Lesetext:
|---|

Liegt somit ein nicht ausreichend mit Diagnosen versehener Abrechnungsschein vor, entsteht kein Vergütungsanspruch des abrechnenden Arztes, selbst wenn rein tatsächlich die Voraussetzungen dieser GNR gegeben wären. Obwohl der Senat zur mündlichen Verhandlung die hier streitigen Abrechnungsunterlagen beigezogen hat, sind seitens des Klägers konkrete Rügen in Bezug auf eine falsche Würdigung einzelner, von der Beklagten beanstandeter Abrechnungsunterlagen nicht erfolgt. Entgegen der vom Kläger im Widerspruchsverfahren vertretenen Auffassung trägt aber nicht die Beklagte die Beweislast für die ordnungsgemäße Abrechnung. Zwar mag es im Strafverfahren, wo es darum ging, die Schuld des Klägers an Falschabrechnungen zu widerlegen, sinnvoll gewesen sein, insoweit unterlassene Ermittlungen der Beklagten zu rügen. Für die Rechtmäßigkeit der Abrechnung ärztlicher Leistungen als Voraussetzung eines Vergütungsanspruchs gilt jedoch, dass Leistungen schlüssig geltend gemacht werden müssen. Unschlüssigkeiten, Unplausibilitäten und Unvollständigkeiten gehen bei der Abrechnung zu Lasten desjenigen, der daraus eine Vergütung beansprucht, hier also zu Lasten des Klägers. Es wäre seine Aufgabe gewesen, nicht nur allgemein die Beklagte zu kritisieren, sondern anhand der konkreten Abrechnungsfälle (zumindest exemplarisch) dem Gericht aufzuzeigen, dass seine Abrechnungen vollständig und in sich stimmig waren. Entsprechende Fehler sind vom Kläger jedoch nicht aufgezeigt, Beweisanträge in der mündlichen Verhandlung des Senats nicht gestellt worden.

|---|

Übungsdaten:
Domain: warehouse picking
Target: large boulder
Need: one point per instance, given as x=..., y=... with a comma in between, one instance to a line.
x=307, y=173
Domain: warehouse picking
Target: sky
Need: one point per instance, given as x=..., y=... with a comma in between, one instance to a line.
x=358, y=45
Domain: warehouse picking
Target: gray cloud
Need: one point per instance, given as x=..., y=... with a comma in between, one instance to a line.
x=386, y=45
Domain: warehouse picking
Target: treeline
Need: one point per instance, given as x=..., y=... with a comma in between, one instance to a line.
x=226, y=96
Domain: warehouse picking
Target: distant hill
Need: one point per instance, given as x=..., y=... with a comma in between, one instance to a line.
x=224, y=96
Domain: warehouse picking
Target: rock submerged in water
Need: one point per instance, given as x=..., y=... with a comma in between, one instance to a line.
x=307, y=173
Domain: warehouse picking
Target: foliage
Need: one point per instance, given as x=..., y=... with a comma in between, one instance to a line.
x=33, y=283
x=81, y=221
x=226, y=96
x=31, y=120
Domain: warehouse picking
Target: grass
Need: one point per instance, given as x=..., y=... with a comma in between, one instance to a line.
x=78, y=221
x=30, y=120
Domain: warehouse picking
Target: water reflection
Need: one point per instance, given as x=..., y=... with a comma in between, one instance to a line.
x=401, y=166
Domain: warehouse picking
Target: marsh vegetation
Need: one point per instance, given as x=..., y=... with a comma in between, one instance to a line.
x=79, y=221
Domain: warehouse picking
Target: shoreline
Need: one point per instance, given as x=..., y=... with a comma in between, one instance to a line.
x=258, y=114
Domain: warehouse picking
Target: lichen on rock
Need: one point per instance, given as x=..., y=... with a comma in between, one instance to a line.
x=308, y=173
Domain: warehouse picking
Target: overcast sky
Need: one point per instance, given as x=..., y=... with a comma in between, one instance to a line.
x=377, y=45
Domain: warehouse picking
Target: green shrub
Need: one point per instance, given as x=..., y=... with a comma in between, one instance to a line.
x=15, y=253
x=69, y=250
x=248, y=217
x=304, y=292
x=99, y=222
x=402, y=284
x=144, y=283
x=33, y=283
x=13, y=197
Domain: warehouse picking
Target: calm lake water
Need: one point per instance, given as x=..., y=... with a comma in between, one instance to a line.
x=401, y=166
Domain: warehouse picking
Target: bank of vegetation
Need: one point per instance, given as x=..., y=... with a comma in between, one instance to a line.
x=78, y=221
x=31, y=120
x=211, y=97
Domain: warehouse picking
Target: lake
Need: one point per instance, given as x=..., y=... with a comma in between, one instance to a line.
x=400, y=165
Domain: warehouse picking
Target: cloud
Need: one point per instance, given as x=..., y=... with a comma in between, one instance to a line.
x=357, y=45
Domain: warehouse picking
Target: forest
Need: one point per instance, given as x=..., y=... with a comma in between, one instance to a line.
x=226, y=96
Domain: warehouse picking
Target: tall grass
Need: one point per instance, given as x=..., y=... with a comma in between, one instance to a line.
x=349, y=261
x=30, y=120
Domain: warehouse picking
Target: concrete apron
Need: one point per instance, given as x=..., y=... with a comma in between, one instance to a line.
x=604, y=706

|---|

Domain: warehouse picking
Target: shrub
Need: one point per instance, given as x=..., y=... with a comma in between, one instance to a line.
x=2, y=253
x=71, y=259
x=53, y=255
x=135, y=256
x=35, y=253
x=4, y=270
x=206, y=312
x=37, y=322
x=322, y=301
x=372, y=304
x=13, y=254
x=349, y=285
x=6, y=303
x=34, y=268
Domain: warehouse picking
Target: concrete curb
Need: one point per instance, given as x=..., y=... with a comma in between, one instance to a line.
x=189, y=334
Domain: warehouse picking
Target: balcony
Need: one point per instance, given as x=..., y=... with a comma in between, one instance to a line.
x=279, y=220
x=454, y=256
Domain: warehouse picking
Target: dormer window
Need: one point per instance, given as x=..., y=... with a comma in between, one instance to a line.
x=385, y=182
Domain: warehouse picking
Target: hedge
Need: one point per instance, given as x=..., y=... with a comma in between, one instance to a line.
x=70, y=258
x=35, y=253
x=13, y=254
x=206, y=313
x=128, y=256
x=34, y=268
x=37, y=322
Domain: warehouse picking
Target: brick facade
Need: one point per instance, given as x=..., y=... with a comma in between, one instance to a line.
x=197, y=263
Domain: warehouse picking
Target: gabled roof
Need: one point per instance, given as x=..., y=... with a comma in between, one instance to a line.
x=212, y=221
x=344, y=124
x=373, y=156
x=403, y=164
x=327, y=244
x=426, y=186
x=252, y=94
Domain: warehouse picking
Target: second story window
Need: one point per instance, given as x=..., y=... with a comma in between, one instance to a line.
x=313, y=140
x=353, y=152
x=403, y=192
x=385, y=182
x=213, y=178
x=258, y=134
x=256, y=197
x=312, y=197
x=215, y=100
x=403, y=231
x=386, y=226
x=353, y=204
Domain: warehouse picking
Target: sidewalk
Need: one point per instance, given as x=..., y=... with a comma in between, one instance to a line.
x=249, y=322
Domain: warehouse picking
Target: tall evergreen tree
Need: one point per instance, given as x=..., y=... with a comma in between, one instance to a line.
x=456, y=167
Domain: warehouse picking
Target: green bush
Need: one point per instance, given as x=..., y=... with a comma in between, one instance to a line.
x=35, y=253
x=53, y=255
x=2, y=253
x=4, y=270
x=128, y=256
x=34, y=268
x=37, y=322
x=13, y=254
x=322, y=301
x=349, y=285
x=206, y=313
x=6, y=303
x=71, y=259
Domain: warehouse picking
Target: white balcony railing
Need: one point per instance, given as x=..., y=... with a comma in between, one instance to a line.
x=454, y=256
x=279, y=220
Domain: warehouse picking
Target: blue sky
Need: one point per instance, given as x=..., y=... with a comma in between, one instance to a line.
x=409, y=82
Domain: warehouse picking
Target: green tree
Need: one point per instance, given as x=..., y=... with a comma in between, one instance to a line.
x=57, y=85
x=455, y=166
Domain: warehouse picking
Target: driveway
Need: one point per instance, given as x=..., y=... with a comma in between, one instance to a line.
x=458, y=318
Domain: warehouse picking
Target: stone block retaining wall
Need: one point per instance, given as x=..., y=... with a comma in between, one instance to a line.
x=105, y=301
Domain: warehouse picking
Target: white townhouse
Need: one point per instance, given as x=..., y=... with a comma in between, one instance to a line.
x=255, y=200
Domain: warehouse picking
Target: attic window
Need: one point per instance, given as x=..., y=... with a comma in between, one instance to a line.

|---|

Arbeitsaufträge:
a. Fasse den Absatz des Lesetextes, der mit „Liegt somit ein nicht ausreichend“ beginnt, als knappe Stichpunktliste zusammen und behalte seine wesentlichen Aussagen bei.
b. Zu wessen Lasten gehen laut Lesetext Unschlüssigkeiten, Unplausibilitäten und Unvollständigkeiten bei der Abrechnung?
c. Setze den Lesetext über die Abrechnung ärztlicher Leistungen im Anschluss an seinen letzten Satz fort.

Ergebnisse je Aufgabe:
a.
- Ohne ausreichende Diagnosen auf dem Abrechnungsschein entsteht kein Vergütungsanspruch des Arztes, auch wenn die Voraussetzungen der GNR tatsächlich gegeben wären.
- Der Senat hat die streitigen Abrechnungsunterlagen beigezogen. Der Kläger hat trotzdem keine konkreten Rügen zu einzelnen beanstandeten Unterlagen erhoben.
- Die Beweislast für die ordnungsgemäße Abrechnung trägt nicht die Beklagte.
- Im Strafverfahren mag die Rüge unterlassener Ermittlungen sinnvoll gewesen sein. Für den Vergütungsanspruch müssen Leistungen jedoch schlüssig geltend gemacht werden.
- Unschlüssigkeiten, Unplausibilitäten und Unvollständigkeiten gehen zu Lasten dessen, der die Vergütung beansprucht, hier des Klägers.
- Der Kläger hätte anhand konkreter Fälle, zumindest exemplarisch, zeigen müssen, dass seine Abrechnungen vollständig und stimmig waren.
- Er hat keine Fehler aufgezeigt und in der mündlichen Verhandlung keine Beweisanträge gestellt.

b. Sie gehen zu Lasten desjenigen, der daraus eine Vergütung beansprucht, hier also zu Lasten des Klägers.

c.
3.) Hinsichtlich der Abrechnung der GNR 10 EBM a.F. kann sich der Kläger zudem nicht mit dem Hinweis auf (angeblich) überzogene Anforderungen an die Dokumentation des Patientengesprächs entlasten. Die Anfertigung einer ordnungsgemäßen und vollständigen Dokumentation gehört zu den Pflichten des Vertragsarztes; mit "einigen Stichworten" - so der Kläger - ist es nicht getan. Ohne ausreichende Dokumentation des Patientengesprächs kann die GNR 10 EBM a. F. nicht abgerechnet werden. Ohne ausreichende Dokumentation ist zudem Missverständnissen und Doppelberatungen bei späteren Konsultationen Tür und Tor geöffnet. Die Behauptung des Klägers, er habe nach eigener Erinnerung handschriftliche Ergänzungen vorgenommen, ersetzt das Fehlen der ordnungsgemäßen Dokumentationen nicht. Die Zusammensetzung der Patientenschaft des Klägers aus - so der Kläger - überdurchschnittlich vielen sozial schwachen Menschen ist in diesem Zusammenhang ohne rechtliche Bedeutung. Wird der Leistungsinhalt einer GNR des EBM nicht erbracht, kann sie nicht abgerechnet werden, ohne dass es hierfür auf die sozialen Verhältnisse des Patienten ankäme. Praxisbesonderheiten sind unerheblich, da Gegenstand des Streits nicht eine Wirtschaftlichkeitsprüfung, sondern die sachlich-rechnerische Berichtigung fehlerhafter Leistungsabrechnungen ist. Deswegen spielen auch vom Kläger behauptete kompensatorische Einsparungen bei Arzneimittelkosten keine Rolle.

Die Kostenentscheidung beruht auf § 197a Abs. 1 Satz 1 SGG i. V. m. § 154 Abs. 2 VwGO.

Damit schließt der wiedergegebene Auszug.